• THE EXERCISE: Write out every item below without changing a single character.

• DATASET EXTRACT:
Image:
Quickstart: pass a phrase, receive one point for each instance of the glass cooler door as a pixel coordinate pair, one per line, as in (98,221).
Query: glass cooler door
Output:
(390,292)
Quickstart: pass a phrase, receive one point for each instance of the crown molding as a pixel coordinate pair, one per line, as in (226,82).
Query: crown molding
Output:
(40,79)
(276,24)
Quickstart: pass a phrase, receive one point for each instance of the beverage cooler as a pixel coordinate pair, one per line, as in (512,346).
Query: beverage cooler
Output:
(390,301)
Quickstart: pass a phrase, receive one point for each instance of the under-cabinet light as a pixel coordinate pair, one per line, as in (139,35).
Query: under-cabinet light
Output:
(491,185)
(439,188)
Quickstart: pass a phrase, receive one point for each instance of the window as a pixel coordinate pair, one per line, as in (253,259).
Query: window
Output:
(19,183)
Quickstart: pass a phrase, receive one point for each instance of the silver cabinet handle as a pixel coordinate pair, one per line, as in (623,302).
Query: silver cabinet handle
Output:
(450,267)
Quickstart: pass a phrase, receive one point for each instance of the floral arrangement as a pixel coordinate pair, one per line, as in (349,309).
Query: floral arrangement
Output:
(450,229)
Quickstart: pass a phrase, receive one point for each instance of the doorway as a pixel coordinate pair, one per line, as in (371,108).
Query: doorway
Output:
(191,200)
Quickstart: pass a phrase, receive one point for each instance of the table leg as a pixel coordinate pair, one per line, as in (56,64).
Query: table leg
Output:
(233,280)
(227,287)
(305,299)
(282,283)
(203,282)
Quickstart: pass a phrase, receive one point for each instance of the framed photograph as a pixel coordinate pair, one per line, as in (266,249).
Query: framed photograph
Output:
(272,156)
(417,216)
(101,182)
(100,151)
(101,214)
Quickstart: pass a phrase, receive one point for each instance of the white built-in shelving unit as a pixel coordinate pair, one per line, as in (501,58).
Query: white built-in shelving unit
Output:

• ANSWER TO THE EXERCISE:
Image:
Quickstart: pass a phrase, receive one point for each instance of the glass cooler door as a pixel coordinate pair, one per line, as in (98,221).
Query: glass cooler door
Output:
(390,292)
Quickstart: pass a phrase, receive one point for each instance of the crown molding as a pixel coordinate pair, one per line, as in (226,82).
Query: crown molding
Output:
(40,79)
(276,24)
Quickstart: pass a phrase, receive one point for each instance of the beverage cooler as a pixel coordinate pair, one per line, as in (512,346).
Query: beverage cooler
Output:
(390,301)
Quickstart: pass a phrase, receive one point for each instance of the under-cabinet light as a pixel coordinate pair, one per line, as in (139,35).
Query: under-cabinet light
Output:
(491,185)
(439,188)
Quickstart: pass a phrase, receive one point for each instance of the window as a pixel coordinate pair, one per line, as in (253,259).
Query: window
Output:
(19,183)
Quickstart: pass a phrase, receive one point for each instance of the silver cabinet handle as a pixel coordinate pair, one per line, as in (623,302).
Query: silver cabinet handle
Output:
(450,267)
Quickstart: pass a phrase, receive one point for each instance of the floral arrangement as a pixel coordinate pair, one per line, as in (349,309).
Query: floral arrangement
Output:
(450,229)
Quickstart: pass a phrase, receive one point for each instance of the doorway as a pixel coordinate pair, one per line, as in (371,108).
Query: doorway
Output:
(191,200)
Quickstart: pass a phrase, receive one point for each instance of the table leg as a pixel coordinate pair, one per line, as in (56,64).
Query: table leg
Output:
(233,280)
(227,287)
(305,299)
(282,283)
(203,282)
Quickstart: pass a phrase, receive one point for each instance of the framed photograph as a pixel coordinate pair, one per line, as in (266,249).
Query: framed photograph
Output:
(272,156)
(417,216)
(101,182)
(100,151)
(101,214)
Quickstart: pass a phrase, receive one point for each instance of the white built-in shelving unit as a pixel coordinate pair, one per line, as in (501,58).
Query: white built-in shelving unit
Output:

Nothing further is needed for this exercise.